:: SELECTED TEXT ::
┌────────
Hi,
I haven't been doing much blogging because ever since I got back from France I have been awash with admin and everything else to do with the arrival of the new students. However, today I just had to respond to a blog I read on AKMA's page about Angels...here is my response...
AKMA said:
(This is partly why angels don’t, can’t have a sense of humor; the perfection of their existence in truth makes “incongruity” an empty category for them.)
Umm...what is truth? I take it humour then comes from the sense of lack, a break in the perfection of reason, a rupture in order which the comic can tease into laughter. But there is too much modernisation of angels here. Are angels a recreation of the modernist ideal or are they antediluvian monstra, the bene adonai? And if they are the sons of God (i.e. in character, in form, in source) does this mean that God too cannot have a sense of humour because he is divine - the perfection of His existence makes incongruity an empty category.
└────────
:: INSTRUCTIONS ::
A. Copy the post about angels word for word, everything from "Umm...what is truth?" down to "an empty category.".
B. Pick up the post about angels and humor after its last sentence and keep writing it.
The entries after this are separate from the post about angels and humor.

:: MATERIAL SUPPLIED ::
┌────────
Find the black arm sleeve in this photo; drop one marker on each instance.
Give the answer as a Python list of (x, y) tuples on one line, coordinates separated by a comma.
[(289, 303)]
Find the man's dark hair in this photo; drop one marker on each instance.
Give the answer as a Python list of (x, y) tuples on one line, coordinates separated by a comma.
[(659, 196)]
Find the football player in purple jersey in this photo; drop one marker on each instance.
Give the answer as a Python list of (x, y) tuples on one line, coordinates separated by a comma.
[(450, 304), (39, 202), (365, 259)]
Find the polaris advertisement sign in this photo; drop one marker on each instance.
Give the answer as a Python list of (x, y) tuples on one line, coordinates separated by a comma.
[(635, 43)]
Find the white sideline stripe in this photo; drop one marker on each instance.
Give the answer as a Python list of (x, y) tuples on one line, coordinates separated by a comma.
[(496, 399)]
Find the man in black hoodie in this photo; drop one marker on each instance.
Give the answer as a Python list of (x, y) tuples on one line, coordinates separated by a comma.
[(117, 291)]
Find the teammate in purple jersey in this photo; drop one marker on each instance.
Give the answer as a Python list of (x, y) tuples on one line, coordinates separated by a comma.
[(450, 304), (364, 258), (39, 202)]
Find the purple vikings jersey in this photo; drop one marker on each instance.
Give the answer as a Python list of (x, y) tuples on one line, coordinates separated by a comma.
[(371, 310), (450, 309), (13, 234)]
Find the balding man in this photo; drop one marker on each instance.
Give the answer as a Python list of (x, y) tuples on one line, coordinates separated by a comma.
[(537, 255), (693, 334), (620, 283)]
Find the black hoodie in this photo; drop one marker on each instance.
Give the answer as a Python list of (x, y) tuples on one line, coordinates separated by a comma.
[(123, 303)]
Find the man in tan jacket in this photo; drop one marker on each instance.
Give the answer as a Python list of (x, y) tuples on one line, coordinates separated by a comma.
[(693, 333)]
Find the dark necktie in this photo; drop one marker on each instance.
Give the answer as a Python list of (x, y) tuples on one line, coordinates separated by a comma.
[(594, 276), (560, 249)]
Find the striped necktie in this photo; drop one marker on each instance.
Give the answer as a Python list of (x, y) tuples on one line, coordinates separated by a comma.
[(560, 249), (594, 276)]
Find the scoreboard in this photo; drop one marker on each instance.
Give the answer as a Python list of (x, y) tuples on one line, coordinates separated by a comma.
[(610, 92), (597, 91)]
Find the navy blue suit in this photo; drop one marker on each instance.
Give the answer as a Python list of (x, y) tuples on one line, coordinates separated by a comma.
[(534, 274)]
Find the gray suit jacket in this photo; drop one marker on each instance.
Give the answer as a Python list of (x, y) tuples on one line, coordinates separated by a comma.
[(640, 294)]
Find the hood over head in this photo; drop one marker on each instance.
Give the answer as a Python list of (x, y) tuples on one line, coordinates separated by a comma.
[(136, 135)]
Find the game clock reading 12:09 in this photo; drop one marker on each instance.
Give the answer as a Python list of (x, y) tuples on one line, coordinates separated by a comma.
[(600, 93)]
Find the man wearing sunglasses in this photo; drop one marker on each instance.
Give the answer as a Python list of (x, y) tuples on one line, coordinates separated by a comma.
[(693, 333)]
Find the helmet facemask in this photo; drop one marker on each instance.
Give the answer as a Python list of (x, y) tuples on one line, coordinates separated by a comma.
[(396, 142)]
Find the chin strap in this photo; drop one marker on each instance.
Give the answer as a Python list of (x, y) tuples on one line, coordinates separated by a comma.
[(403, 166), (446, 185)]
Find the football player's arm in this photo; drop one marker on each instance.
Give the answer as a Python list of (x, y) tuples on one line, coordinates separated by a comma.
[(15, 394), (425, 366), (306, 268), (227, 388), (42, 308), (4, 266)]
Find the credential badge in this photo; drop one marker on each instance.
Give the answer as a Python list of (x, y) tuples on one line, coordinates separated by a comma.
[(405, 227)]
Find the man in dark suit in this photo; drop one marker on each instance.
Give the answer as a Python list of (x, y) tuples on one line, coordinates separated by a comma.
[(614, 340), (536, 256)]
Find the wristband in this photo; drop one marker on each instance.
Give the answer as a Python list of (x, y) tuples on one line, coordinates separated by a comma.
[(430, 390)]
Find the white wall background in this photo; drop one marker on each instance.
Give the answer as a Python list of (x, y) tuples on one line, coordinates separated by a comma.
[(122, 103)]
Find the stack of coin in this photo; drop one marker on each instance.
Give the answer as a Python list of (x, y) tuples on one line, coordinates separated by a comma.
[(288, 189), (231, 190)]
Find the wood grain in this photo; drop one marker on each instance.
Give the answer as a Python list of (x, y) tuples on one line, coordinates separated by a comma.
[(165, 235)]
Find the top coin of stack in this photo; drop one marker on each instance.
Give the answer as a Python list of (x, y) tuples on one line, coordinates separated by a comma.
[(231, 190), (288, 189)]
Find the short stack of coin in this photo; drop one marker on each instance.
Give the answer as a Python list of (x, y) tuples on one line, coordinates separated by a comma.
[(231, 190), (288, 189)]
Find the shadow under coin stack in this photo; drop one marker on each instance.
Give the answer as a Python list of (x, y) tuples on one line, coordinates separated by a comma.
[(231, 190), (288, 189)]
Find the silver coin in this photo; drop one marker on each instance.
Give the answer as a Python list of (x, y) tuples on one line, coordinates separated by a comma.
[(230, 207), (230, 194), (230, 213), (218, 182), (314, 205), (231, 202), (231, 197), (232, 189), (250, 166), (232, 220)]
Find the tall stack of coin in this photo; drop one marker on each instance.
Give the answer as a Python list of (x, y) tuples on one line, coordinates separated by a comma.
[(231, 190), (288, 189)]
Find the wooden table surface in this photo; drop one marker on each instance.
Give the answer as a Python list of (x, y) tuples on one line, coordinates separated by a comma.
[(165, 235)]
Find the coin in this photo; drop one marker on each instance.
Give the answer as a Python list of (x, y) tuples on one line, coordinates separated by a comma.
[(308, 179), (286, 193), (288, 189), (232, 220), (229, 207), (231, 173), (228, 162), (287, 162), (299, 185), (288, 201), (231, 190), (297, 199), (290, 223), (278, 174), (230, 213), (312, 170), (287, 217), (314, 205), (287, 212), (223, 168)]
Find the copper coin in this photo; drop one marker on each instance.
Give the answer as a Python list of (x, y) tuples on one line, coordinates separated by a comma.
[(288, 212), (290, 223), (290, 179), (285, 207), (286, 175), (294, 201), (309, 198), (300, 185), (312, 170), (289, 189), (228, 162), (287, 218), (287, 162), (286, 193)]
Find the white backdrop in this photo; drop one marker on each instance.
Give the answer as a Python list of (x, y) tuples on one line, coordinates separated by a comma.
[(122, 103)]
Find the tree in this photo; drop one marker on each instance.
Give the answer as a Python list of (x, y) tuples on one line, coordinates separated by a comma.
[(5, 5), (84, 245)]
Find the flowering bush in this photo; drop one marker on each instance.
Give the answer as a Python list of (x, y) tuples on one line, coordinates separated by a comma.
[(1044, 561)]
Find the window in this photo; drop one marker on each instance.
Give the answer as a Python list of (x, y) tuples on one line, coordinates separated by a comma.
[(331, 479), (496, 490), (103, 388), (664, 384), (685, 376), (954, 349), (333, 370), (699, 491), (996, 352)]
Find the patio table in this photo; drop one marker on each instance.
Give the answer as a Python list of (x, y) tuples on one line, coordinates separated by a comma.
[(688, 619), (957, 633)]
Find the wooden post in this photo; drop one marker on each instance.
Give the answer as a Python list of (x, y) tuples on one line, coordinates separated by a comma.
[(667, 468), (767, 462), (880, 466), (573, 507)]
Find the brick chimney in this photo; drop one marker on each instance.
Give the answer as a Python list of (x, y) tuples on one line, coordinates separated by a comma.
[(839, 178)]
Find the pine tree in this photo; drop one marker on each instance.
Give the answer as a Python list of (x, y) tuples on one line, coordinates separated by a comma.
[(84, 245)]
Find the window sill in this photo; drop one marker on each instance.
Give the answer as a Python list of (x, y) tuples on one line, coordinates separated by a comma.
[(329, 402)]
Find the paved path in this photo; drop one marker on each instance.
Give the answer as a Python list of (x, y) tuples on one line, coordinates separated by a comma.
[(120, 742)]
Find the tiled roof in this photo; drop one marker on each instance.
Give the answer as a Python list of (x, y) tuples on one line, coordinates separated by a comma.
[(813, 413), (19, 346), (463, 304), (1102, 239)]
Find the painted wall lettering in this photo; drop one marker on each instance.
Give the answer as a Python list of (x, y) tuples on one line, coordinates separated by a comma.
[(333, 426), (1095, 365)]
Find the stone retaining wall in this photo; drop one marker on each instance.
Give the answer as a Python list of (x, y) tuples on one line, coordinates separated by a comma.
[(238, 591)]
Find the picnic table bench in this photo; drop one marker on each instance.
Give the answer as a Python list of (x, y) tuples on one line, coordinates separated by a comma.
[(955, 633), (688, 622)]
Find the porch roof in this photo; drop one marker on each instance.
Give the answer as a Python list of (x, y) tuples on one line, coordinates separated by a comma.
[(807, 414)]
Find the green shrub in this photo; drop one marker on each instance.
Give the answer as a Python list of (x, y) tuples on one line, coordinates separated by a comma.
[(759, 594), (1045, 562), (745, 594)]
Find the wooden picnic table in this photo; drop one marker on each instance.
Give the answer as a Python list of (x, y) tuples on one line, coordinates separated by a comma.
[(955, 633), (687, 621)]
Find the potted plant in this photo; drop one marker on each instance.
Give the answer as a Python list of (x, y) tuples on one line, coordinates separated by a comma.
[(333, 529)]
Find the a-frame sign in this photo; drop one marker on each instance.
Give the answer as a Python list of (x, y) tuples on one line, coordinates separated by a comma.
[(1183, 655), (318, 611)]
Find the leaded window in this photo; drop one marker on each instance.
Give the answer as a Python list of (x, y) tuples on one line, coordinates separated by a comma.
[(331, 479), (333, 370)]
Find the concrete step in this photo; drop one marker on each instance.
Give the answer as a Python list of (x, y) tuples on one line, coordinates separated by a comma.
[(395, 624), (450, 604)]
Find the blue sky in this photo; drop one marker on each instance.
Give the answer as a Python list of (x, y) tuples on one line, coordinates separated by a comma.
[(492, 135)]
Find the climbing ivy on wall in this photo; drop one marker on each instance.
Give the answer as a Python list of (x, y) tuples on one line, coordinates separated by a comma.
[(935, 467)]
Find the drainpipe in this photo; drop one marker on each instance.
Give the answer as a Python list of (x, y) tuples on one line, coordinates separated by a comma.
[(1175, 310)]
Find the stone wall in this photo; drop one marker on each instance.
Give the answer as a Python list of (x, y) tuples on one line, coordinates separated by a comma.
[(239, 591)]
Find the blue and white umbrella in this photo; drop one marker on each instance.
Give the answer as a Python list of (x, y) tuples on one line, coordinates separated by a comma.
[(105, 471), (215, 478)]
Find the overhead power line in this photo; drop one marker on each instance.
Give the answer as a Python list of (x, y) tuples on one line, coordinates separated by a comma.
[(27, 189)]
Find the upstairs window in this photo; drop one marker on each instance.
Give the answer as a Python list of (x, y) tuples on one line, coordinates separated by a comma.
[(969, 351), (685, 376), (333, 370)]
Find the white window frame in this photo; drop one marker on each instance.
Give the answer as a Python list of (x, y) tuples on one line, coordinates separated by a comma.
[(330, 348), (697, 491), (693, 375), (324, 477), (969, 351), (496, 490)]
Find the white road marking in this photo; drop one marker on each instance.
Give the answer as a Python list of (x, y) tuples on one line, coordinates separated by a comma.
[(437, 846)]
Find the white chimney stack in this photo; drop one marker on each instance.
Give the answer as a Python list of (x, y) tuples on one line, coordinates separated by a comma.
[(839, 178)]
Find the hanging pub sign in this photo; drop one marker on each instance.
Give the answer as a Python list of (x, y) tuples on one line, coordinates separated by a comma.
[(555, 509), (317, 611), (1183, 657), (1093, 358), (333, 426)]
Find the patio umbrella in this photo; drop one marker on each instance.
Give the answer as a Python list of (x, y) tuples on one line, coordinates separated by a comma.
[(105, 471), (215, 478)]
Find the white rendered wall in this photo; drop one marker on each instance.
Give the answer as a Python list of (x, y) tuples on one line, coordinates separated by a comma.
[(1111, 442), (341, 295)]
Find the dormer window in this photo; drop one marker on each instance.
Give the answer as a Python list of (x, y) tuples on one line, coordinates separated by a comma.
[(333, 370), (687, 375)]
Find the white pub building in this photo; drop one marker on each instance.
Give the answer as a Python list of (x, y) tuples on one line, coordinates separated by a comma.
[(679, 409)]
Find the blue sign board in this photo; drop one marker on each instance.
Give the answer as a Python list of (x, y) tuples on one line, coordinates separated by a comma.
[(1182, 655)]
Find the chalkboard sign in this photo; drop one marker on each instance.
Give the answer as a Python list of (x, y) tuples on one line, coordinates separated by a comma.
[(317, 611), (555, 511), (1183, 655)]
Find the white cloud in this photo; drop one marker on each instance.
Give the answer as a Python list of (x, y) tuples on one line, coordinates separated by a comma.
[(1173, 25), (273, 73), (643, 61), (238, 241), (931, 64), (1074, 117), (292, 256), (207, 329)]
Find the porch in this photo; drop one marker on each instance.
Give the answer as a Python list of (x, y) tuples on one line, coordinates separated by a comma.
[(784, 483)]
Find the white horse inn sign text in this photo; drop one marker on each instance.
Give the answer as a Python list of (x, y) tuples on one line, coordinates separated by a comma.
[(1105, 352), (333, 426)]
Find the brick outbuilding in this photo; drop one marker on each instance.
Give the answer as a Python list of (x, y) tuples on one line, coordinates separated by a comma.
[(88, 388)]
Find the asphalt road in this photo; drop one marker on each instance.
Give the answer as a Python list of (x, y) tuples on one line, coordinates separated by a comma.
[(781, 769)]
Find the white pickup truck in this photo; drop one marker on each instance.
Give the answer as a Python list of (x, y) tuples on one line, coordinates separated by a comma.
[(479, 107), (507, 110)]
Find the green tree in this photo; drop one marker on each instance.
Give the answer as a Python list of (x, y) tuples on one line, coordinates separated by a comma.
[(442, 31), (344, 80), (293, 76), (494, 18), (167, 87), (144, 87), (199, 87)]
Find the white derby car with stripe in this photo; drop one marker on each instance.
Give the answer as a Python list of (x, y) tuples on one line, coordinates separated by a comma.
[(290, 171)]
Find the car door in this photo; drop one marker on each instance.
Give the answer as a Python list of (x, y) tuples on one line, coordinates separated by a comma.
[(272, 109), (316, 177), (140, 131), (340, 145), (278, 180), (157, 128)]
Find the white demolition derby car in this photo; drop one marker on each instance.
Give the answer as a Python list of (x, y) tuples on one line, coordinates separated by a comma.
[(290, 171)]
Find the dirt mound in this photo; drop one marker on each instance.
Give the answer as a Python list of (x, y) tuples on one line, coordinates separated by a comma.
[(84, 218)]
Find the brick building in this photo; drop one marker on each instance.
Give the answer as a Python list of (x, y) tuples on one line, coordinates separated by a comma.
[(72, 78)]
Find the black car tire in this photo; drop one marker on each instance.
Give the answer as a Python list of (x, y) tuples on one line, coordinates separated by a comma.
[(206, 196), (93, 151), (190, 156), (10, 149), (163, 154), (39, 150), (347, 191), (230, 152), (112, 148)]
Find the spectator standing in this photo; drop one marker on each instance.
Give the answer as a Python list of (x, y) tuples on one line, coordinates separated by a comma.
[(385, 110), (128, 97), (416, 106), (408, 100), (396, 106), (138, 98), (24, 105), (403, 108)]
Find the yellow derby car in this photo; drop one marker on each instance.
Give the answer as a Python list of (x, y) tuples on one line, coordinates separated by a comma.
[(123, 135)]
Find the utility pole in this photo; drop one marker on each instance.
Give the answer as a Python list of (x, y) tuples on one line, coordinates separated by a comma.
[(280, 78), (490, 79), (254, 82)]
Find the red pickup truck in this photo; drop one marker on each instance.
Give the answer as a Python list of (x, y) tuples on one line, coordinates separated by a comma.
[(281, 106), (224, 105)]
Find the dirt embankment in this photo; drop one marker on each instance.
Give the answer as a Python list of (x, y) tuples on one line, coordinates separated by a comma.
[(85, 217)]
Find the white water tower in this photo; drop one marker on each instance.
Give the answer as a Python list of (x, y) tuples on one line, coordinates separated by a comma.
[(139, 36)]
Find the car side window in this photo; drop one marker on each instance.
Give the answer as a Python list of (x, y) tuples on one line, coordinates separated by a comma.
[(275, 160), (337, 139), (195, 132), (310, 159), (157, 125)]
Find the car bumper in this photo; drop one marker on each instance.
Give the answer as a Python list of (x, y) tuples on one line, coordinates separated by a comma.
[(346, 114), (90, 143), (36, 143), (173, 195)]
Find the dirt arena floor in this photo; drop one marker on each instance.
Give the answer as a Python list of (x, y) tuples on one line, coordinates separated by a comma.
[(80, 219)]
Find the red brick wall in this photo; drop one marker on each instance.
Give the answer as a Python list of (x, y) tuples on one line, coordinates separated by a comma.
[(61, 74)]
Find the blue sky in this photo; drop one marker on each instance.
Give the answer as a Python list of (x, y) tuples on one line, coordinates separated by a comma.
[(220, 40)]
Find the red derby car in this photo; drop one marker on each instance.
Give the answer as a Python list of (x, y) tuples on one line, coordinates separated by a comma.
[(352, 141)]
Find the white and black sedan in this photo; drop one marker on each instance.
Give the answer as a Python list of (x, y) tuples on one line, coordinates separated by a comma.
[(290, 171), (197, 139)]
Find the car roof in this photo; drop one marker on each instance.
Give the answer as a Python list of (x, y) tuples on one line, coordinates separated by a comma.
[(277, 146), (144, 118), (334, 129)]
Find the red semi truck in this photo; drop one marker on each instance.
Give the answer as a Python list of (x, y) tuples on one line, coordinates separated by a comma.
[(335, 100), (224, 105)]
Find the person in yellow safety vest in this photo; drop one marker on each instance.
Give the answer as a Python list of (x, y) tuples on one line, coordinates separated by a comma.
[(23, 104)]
└────────
:: TASK-BY-TASK OUTPUTS ::
A.
Umm...what is truth? I take it humour then comes from the sense of lack, a break in the perfection of reason, a rupture in order which the comic can tease into laughter. But there is too much modernisation of angels here. Are angels a recreation of the modernist ideal or are they antediluvian monstra, the bene adonai? And if they are the sons of God (i.e. in character, in form, in source) does this mean that God too cannot have a sense of humour because he is divine - the perfection of His existence makes incongruity an empty category.

B.
But God does have a sense of humour (witness the Bible in both Testaments, Jesus', John 9 and American politics), and our sense of humour could be seen as a sign of our Godlikeness. So, if anges are bene adonai, then they too must have a sense of humour. What does it mean not to have a sense of humour. Have you seen the film Equilibrium (over here on satellite TV at the moment) where the future Tetragrammaton government makes people take emotion suppressent medication - it removes all feeling from humanity in order to eradicate war and violence. It don't work. It is godless - the Tetragrammaton (!) destroys humanity and humanity rises up to destroy the Tetragrammaton instead. Interestng post-liberal death of God stuff in the background..but I wonder whether this says something else about humourless angels. God forbid!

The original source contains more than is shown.